THE REQUEST
Below is a set of entries. Reproduce exactly the lines from the one containing "Would you be willing to mark the squirrel's mouth" through the end, both included.

-- begin --

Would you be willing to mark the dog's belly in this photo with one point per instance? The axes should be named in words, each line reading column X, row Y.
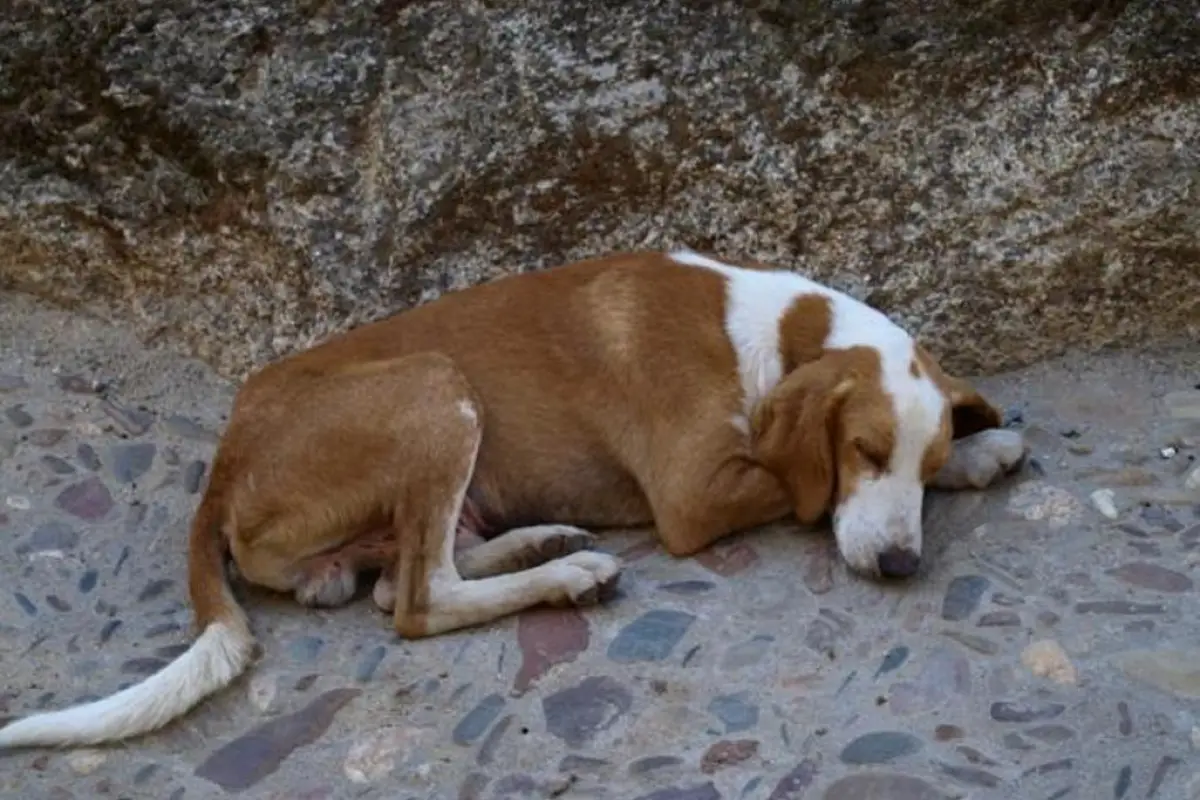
column 576, row 487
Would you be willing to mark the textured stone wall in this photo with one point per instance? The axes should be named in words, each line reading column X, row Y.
column 245, row 176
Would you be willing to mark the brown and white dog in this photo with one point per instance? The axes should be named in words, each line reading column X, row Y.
column 672, row 390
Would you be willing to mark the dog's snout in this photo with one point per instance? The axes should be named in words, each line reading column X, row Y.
column 899, row 563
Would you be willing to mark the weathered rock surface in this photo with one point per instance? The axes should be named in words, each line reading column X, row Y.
column 245, row 176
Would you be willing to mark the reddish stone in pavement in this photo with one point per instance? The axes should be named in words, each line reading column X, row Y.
column 547, row 637
column 726, row 753
column 89, row 500
column 727, row 560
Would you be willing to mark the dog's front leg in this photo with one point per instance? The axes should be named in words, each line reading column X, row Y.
column 981, row 459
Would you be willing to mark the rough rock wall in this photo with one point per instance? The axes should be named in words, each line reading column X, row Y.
column 244, row 176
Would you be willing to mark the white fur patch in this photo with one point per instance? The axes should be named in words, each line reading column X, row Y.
column 468, row 410
column 882, row 512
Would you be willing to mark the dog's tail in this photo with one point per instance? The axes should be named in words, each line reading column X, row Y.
column 222, row 651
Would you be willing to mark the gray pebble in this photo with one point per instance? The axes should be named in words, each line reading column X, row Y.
column 18, row 416
column 192, row 475
column 131, row 462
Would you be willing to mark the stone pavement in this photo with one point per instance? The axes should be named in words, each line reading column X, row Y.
column 1049, row 649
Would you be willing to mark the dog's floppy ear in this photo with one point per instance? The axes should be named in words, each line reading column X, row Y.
column 971, row 411
column 793, row 434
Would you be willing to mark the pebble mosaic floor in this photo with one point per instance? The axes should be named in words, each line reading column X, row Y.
column 1049, row 649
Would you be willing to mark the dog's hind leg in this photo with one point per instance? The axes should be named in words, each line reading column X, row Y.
column 521, row 548
column 513, row 551
column 430, row 594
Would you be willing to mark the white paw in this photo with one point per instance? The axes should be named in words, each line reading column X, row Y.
column 556, row 541
column 586, row 578
column 981, row 459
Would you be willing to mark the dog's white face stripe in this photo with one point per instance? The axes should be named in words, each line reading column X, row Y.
column 881, row 512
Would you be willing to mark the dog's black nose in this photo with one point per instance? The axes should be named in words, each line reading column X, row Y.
column 899, row 563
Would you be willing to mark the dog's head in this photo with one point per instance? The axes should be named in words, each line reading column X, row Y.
column 858, row 433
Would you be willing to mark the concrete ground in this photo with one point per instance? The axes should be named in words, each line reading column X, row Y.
column 1049, row 649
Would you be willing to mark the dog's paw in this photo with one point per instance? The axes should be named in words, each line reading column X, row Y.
column 981, row 459
column 558, row 541
column 585, row 578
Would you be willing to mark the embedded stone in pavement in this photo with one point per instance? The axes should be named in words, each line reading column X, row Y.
column 651, row 637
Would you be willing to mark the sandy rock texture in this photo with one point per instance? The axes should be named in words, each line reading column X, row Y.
column 241, row 178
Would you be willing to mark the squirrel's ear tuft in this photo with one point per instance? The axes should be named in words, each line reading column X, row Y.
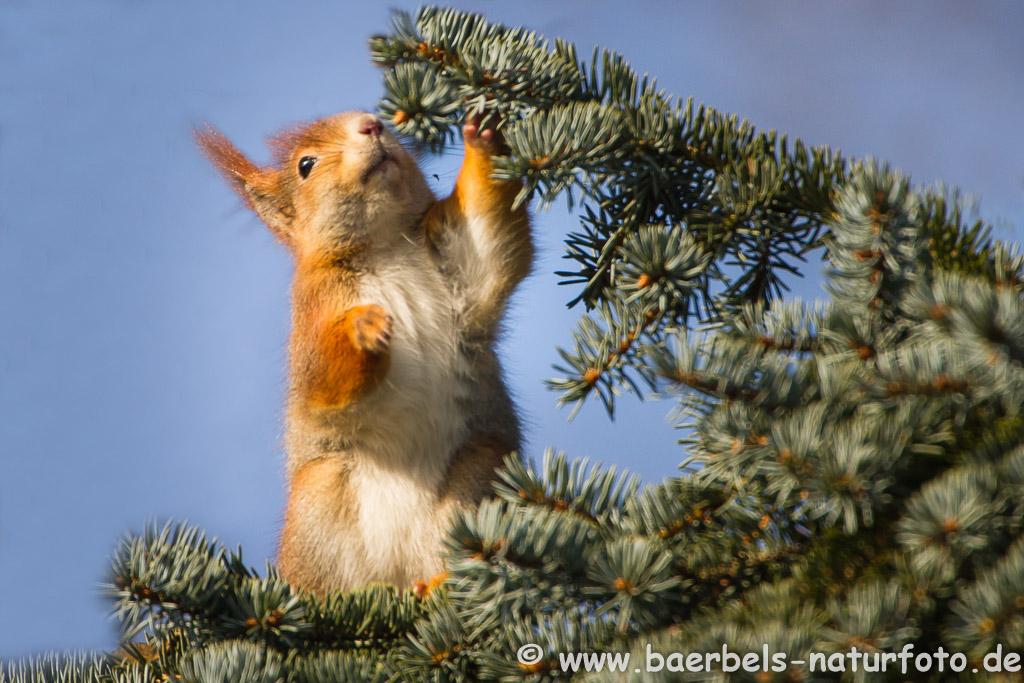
column 259, row 188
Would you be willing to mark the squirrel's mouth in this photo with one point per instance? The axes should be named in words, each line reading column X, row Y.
column 379, row 159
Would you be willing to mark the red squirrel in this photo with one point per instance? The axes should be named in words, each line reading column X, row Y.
column 397, row 413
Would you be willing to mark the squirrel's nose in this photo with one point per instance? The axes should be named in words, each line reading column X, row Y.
column 371, row 126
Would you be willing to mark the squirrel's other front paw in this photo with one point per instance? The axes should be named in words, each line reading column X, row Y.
column 372, row 329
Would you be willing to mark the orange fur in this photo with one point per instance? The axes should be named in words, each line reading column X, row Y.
column 419, row 424
column 346, row 361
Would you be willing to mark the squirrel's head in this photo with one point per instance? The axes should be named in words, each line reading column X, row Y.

-- end --

WORKED ANSWER
Would you be willing to mark the squirrel's mouth in this photo with one point per instance? The axes should be named in words, each line reading column X, row Y.
column 379, row 159
Would you be willing to mark the red squirrel in this photo with one point per instance? The axes should be named in words, each line reading column X, row Y.
column 397, row 413
Would you be willing to mark the squirrel's nose in this photo with one point per instance? The axes should be named in words, each line reading column X, row Y.
column 371, row 126
Would you be willing to mark the squirrel's other front paw in this photo with one point per instance? The axes should be named in words, each line reading column X, row Y.
column 372, row 329
Would you be willing to mark the orange fur in this photo with one point per instance? The axes should be named in words, each line reading column X, row Y.
column 419, row 424
column 346, row 361
Would you be willing to mark the squirrel's head in this photo with one point per instance? The axes should be named in words, each line reading column X, row Y.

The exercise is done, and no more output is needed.